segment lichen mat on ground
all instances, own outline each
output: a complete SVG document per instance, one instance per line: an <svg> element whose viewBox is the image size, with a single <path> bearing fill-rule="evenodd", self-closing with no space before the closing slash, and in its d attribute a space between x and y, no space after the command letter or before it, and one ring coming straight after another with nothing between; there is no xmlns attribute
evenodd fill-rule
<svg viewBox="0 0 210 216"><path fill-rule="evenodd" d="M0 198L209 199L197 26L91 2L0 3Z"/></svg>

◇ ◇ ◇ ◇ ◇ ◇ ◇

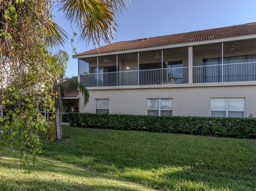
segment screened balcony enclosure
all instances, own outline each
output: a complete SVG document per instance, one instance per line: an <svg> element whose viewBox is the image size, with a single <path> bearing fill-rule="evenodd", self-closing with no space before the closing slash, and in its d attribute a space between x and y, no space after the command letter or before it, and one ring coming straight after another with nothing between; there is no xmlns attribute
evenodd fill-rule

◇ ◇ ◇ ◇ ◇ ◇ ◇

[Written exercise]
Arrange the lines from the line containing "segment lichen mat on ground" up to and including the line containing "198L209 199L197 26L91" as a JSON list of strings, one string per line, with blank lines left out.

[Result of this task]
[
  "segment lichen mat on ground",
  "all instances, own outline each",
  "output: a complete SVG document per instance, one instance per line: an <svg> element whose viewBox is the image size, with a single <path> bearing fill-rule=\"evenodd\", self-closing with no space before the closing slash, and in its d attribute a space between x and y, no space after the command letter or before it, and one ring coming straight after another with nothing between; there is no xmlns attribute",
  "evenodd fill-rule",
  "<svg viewBox=\"0 0 210 216\"><path fill-rule=\"evenodd\" d=\"M0 198L209 199L197 26L91 2L0 3Z\"/></svg>"
]